## ÉNONCÉ DU PROBLÈME
D'après la section du document consacrée à la table de dédicace, chez quel éditeur la série SpaceLeague s'apprête-t-elle à paraître ?

## SECTION DU DOCUMENT
Que l'on soit aspirant auteur ou fraîchement publié, on n'imagine pas
toujours ce qui se passe lorsque l'on bascule de l'autre côté de la
table de dédicace... et on n'y est souvent pas préparé ! N.B. Coste, auteur des Fedeylins, une quadrilogie sortie chez Gründ (dont les deux premiers tomes ont suivi le
cycle de bêta-lecture CoCyclics), s'est penchée sur la question pour
proposer sa vision et ses conseils, alors que sa nouvelle série, SpaceLeague, s'apprête à sortir en librairie aux éditions l'Équipe.
Avant d'être publiée, je pensais que le métier d'écrivain consistait en
plusieurs phases autour de l'écriture : la préparation, les recherches,
la rédaction, les relectures, les corrections, encore des corrections,
encore des relectures, de l'attente, des bêta-lectures, des corrections,
et des envois aux éditeurs (en gros).
Par contre, une fois que le(s) roman(s) sont acceptés par un éditeur,
tout un nouveau pan du métier se révèle. Autant pour l'écriture en
elle-même, on peut se préparer, s'améliorer tout seul dans son coin,
autant pour tout ce qui concerne le personnage public qu'on devient peu à
peu, il faut faire son expérience sur le terrain.
Je vais donc essayer de partager ma modeste expérience sur la face cachée du métier, on ne sait jamais, ça peut servir !

## ENTRÉES AFFICHÉES
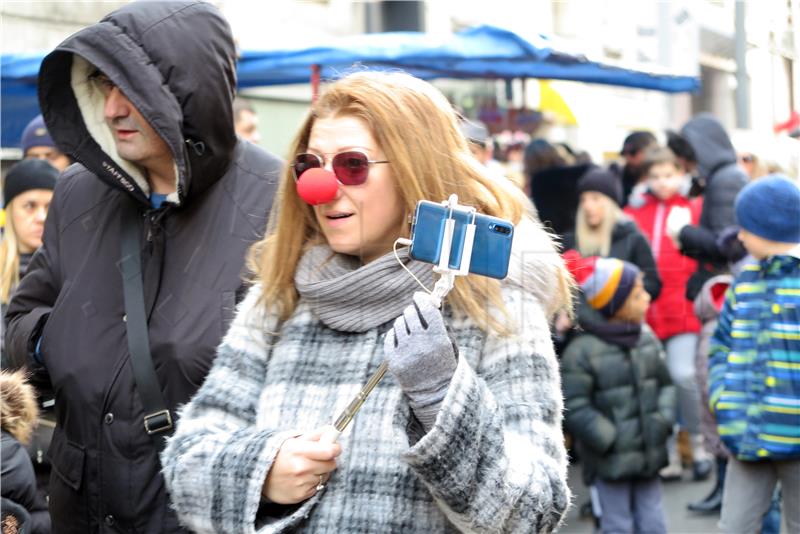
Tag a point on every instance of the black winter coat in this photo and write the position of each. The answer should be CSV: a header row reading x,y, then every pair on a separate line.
x,y
619,405
716,164
175,61
629,244
18,483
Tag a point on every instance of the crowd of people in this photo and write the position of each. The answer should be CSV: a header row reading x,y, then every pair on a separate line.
x,y
181,326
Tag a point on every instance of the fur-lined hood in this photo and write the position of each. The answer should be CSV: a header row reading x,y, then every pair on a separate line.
x,y
18,409
183,87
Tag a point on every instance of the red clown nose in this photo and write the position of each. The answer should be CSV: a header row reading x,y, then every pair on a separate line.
x,y
317,186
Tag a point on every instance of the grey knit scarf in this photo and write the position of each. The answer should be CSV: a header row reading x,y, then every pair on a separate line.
x,y
351,297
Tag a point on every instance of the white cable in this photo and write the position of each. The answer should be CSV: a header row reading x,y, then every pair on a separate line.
x,y
407,242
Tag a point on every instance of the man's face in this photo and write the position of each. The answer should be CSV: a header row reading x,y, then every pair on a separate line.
x,y
50,154
135,139
247,126
665,180
593,205
28,211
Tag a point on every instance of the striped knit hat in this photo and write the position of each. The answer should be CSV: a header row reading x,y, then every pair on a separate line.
x,y
605,282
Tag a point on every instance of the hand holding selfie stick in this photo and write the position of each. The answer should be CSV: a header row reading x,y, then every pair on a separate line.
x,y
440,291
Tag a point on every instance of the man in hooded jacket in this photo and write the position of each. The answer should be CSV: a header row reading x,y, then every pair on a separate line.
x,y
143,101
716,167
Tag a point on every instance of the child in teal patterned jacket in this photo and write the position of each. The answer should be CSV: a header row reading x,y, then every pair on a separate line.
x,y
754,360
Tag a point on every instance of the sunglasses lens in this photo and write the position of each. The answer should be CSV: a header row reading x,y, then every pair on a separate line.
x,y
351,168
303,162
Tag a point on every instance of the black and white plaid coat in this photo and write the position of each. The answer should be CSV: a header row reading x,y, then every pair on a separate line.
x,y
493,462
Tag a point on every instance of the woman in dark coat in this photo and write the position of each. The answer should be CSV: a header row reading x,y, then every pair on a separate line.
x,y
601,229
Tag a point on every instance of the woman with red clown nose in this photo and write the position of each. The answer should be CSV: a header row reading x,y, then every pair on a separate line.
x,y
464,432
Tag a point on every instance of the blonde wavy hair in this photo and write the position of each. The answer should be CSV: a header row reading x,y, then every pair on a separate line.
x,y
597,241
418,131
9,256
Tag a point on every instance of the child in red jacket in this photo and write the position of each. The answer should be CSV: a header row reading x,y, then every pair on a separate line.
x,y
671,316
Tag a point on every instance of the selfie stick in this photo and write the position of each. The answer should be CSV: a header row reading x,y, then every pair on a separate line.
x,y
442,287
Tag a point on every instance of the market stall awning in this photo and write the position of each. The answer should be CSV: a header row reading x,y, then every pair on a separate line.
x,y
480,52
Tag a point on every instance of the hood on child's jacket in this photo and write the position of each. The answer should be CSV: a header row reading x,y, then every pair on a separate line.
x,y
18,410
182,87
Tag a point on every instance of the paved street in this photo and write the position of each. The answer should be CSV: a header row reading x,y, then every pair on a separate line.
x,y
676,495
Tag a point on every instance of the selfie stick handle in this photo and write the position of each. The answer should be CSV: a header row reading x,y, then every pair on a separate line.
x,y
448,275
440,291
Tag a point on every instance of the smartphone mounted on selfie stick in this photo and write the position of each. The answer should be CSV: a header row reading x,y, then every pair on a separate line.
x,y
445,234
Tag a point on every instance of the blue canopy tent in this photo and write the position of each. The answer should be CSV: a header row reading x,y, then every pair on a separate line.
x,y
480,52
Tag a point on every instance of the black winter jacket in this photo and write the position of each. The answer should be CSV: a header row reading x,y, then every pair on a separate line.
x,y
716,164
619,405
175,61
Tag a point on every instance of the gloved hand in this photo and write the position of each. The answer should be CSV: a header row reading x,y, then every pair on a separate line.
x,y
422,357
678,218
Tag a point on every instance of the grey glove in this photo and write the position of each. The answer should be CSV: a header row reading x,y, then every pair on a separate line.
x,y
422,357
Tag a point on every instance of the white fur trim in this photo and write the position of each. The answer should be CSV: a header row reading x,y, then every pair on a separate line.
x,y
91,104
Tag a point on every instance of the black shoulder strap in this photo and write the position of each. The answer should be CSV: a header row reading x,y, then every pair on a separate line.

## RÉPONSE AU PROBLÈME
Aux éditions l'Équipe.